KUTIPAN SUMBER:
-=-=-=-=-

Di dalam buku-buku filsafat kedokteran, profesi dokter disebut sebagai gabungan antara seni dan ilmu, antara empati dan akurasi. Namun yang terjadi hari ini adalah paradoks, ketika teknologi medis makin canggih, tapi kepekaan nurani justru makin menipis. Ketika dokter tak lagi menyentuh pasiennya, bahkan tak memberikan ruang untuk bertanya atau menunda, maka sains telah kehilangan sisi manusianya, dari sini kita harus menyesuaikan zaman dengan kemanusiaan, tegas Ranny.
Kesehatan seharusnya menjadi hak asasi, bukan ladang kapitalisasi atau peragaan otoritas mutlak seorang profesional. Ketika ketakutan akan asuransi lebih diprioritaskan ketimbang kondisi anak, maka kita patut bertanya siapa yang sebenarnya dirawat pasien atau sistem?, ungkap Ranny.
Kasus J, FF, Gladys, Faris, dan Vanny hanyalah puncak dari gunung es yang mengintai di balik megahnya bangunan rumah sakit modern. Mereka adalah alarm yang tak bisa diabaikan lagi. Indonesia bukan hanya butuh dokter yang pintar, tapi juga dokter yang rendah hati dan berani bertanggung jawab. Negara bukan hanya butuh sistem pengawasan, tapi sistem yang berani memberikan sanksi tegas, Masyarakat jangan terus di jadikan korban.
Kini, masyarakat menunggu bukan hanya keputusan Majelis Disiplin Profesi, tapi keputusan etis seluruh dunia medis. Apakah akan tetap menutup mata dan berdiri di balik tameng “risiko medis”? Atau mengakui bahwa keangkuhan bisa berujung pada hilangnya nyawa dan harapan?, tegas Istri dari Fahd A Rafiq ini.
Ketika ilmu tak lagi digerakkan oleh nurani, maka ia menjadi senjata yang melukai, bukan menyembuhkan. Ketika manusia kehilangan empati, maka profesi setinggi dokter sekalipun akan menjadi sia-sia.
Dan di tengah semua ini, anak-anak menangis, ibu-ibu menatap kosong, dan para ayah hanya bisa bertanya-tanya bagaimana bisa tempat yang seharusnya menyembuhkan justru menjadi tempat luka itu dimulai? Ini sebuah ironi di mata Pasien.

-=-=-=-=-

(Entri data hasil ekstraksi)
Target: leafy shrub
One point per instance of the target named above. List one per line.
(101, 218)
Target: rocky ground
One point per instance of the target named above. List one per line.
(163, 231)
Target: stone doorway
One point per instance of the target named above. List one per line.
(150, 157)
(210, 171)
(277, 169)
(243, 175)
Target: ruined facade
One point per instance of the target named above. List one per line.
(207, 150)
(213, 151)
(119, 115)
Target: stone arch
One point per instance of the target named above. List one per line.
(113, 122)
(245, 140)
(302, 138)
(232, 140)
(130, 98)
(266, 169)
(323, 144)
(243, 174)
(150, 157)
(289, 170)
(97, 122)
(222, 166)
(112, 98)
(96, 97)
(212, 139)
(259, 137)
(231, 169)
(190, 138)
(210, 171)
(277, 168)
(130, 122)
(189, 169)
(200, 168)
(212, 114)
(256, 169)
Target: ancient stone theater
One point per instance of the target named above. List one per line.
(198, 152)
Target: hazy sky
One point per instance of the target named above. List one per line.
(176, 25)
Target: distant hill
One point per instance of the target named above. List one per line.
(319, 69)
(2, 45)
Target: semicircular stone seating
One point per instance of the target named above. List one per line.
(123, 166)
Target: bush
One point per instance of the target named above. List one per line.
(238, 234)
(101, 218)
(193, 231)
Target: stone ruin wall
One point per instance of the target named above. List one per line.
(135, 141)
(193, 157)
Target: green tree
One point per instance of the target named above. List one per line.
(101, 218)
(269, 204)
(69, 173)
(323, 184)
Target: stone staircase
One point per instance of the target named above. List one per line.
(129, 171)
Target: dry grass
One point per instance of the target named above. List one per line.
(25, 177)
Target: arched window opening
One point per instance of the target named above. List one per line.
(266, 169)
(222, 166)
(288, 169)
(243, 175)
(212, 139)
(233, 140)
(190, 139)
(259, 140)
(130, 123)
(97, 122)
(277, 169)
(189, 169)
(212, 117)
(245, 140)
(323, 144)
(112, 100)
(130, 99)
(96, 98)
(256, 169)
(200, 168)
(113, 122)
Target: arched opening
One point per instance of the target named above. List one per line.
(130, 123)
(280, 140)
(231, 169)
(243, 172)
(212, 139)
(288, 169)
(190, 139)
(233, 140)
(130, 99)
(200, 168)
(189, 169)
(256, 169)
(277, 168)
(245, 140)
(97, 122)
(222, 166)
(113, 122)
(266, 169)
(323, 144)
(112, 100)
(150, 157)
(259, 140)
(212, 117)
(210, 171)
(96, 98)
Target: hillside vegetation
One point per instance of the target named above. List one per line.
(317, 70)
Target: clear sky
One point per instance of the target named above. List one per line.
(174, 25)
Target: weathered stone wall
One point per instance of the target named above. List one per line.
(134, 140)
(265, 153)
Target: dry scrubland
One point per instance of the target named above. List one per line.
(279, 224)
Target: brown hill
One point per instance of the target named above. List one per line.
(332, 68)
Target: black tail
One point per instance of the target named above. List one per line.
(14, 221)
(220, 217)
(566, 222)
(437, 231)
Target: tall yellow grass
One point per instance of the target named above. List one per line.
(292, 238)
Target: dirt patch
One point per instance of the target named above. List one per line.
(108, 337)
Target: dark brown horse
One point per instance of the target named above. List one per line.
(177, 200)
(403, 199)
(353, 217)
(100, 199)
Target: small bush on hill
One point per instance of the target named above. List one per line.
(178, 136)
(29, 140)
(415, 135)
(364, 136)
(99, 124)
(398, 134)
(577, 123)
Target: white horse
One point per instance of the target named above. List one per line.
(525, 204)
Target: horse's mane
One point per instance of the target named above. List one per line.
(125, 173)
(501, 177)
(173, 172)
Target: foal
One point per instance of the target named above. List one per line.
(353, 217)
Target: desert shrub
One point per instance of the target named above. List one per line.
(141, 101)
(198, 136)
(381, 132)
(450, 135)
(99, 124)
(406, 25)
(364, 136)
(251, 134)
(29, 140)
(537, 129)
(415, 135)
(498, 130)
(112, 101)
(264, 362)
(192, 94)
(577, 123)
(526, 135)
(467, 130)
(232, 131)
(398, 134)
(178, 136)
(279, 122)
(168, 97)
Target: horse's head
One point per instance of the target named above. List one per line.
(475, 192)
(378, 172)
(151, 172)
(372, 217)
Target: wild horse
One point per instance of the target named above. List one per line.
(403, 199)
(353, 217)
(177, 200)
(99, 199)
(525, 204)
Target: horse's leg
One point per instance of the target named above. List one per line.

-=-=-=-=-

TUGAS:
- a) Periksa apakah tiap pernyataan ini sesuai dengan kutipan sumber, lalu jawab ya atau tidak disertai kutipan persis kata-kata penentunya: (i) buku-buku filsafat kedokteran menyebut profesi dokter sebagai gabungan seni dan ilmu; (ii) kesehatan disebut sebagai ladang kapitalisasi; (iii) Indonesia dikatakan hanya butuh dokter yang pintar.
- b) Menurut kutipan sumber, selain keputusan Majelis Disiplin Profesi, keputusan apa lagi yang kini ditunggu masyarakat?
Data tersebut merupakan bahan yang terpisah dari kutipan sumber.

JAWABAN TUGAS:
- a)
(i) Ya: "profesi dokter disebut sebagai gabungan antara seni dan ilmu"
(ii) Tidak: "Kesehatan seharusnya menjadi hak asasi, bukan ladang kapitalisasi"
(iii) Tidak: "Indonesia bukan hanya butuh dokter yang pintar, tapi juga dokter yang rendah hati dan berani bertanggung jawab"

- b) Keputusan etis seluruh dunia medis.